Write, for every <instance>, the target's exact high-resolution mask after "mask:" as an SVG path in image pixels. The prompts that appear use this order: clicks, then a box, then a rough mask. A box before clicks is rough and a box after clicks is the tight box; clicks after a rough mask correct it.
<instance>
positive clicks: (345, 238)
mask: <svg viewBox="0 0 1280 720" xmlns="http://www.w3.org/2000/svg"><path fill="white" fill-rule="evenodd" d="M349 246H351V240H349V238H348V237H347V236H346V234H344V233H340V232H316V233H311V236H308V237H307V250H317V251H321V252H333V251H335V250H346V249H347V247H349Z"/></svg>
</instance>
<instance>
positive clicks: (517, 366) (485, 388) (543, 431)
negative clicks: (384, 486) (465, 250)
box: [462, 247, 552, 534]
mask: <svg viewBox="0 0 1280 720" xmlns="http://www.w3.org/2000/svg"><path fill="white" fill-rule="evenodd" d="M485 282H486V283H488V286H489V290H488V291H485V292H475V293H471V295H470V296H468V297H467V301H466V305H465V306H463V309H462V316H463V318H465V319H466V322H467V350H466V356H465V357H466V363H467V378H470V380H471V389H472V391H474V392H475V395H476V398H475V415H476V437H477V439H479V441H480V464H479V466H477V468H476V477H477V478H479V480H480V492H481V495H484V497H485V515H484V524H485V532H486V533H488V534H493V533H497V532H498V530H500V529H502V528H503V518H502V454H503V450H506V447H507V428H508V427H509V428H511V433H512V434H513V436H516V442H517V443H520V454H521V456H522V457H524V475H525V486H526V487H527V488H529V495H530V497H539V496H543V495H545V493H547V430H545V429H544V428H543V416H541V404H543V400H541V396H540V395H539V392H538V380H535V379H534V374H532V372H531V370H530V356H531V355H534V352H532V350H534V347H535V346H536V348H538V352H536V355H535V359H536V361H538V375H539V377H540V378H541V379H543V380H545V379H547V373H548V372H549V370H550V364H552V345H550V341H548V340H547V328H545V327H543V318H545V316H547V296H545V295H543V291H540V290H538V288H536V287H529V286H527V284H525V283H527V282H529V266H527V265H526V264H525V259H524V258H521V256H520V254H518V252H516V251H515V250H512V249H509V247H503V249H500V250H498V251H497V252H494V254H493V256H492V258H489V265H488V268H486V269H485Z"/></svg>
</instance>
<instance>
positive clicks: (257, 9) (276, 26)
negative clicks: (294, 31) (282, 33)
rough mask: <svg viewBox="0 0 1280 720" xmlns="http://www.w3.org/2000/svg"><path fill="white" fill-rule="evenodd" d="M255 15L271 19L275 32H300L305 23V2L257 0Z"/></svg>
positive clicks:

The task
Transcribe the full listing exactly, leaving out no line.

Solution for this task
Write, for every <instance>, the target's exact high-resolution mask after "mask:" as an SVG path in image pixels. The prompts that appear use this order: clicks, then a box, then a rough mask. A box before clicks is rough and a box after clicks is the tight box; clicks after a rough mask correct it.
<instance>
positive clicks: (345, 238)
mask: <svg viewBox="0 0 1280 720" xmlns="http://www.w3.org/2000/svg"><path fill="white" fill-rule="evenodd" d="M349 246H351V240H349V238H348V237H347V236H346V234H344V233H340V232H316V233H311V236H308V237H307V250H317V251H321V252H333V251H335V250H346V249H347V247H349Z"/></svg>
</instance>
<instance>
positive clicks: (517, 366) (485, 388) (543, 431)
negative clicks: (384, 486) (465, 250)
box: [462, 247, 552, 534]
mask: <svg viewBox="0 0 1280 720" xmlns="http://www.w3.org/2000/svg"><path fill="white" fill-rule="evenodd" d="M485 282H486V283H488V286H489V290H488V291H485V292H475V293H471V295H470V296H468V297H467V301H466V305H465V306H463V309H462V316H463V318H465V319H466V322H467V350H466V356H465V357H466V363H467V378H470V380H471V389H472V391H474V392H475V395H476V398H475V415H476V437H477V439H479V441H480V464H479V466H477V468H476V477H477V478H479V480H480V492H481V495H484V497H485V515H484V524H485V532H486V533H488V534H493V533H497V532H498V530H500V529H502V528H503V518H502V454H503V450H506V447H507V428H508V427H509V428H511V433H512V434H513V436H516V442H517V443H520V454H521V456H522V457H524V475H525V486H526V487H527V488H529V495H530V497H539V496H543V495H545V493H547V430H545V429H544V428H543V416H541V404H543V400H541V396H540V395H539V392H538V380H535V379H534V374H532V372H531V370H530V356H531V355H534V352H532V350H534V347H535V346H536V348H538V352H536V355H535V359H536V361H538V375H539V377H540V378H541V379H543V380H545V379H547V373H548V372H549V370H550V364H552V345H550V341H548V340H547V328H545V327H543V318H545V316H547V296H545V295H543V291H540V290H538V288H536V287H529V286H527V284H525V283H527V282H529V266H527V265H526V264H525V259H524V258H521V256H520V254H518V252H516V251H515V250H512V249H509V247H503V249H500V250H498V251H497V252H494V254H493V256H492V258H489V265H488V268H486V269H485Z"/></svg>
</instance>
<instance>
positive clicks: (257, 9) (276, 26)
negative clicks: (294, 31) (282, 33)
rough mask: <svg viewBox="0 0 1280 720" xmlns="http://www.w3.org/2000/svg"><path fill="white" fill-rule="evenodd" d="M255 15L271 19L275 32H300L305 23V2L257 0Z"/></svg>
positive clicks:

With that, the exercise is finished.